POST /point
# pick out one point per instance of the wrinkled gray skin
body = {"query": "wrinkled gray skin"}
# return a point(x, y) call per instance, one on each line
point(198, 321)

================================

Objective
Write out every line of the entries above again, requests included, and raise each coordinate in the answers by 81.

Complete response
POST /point
# pick out one point per instance of the wrinkled gray skin
body = {"query": "wrinkled gray skin"}
# return a point(x, y) call per instance, one on each line
point(279, 402)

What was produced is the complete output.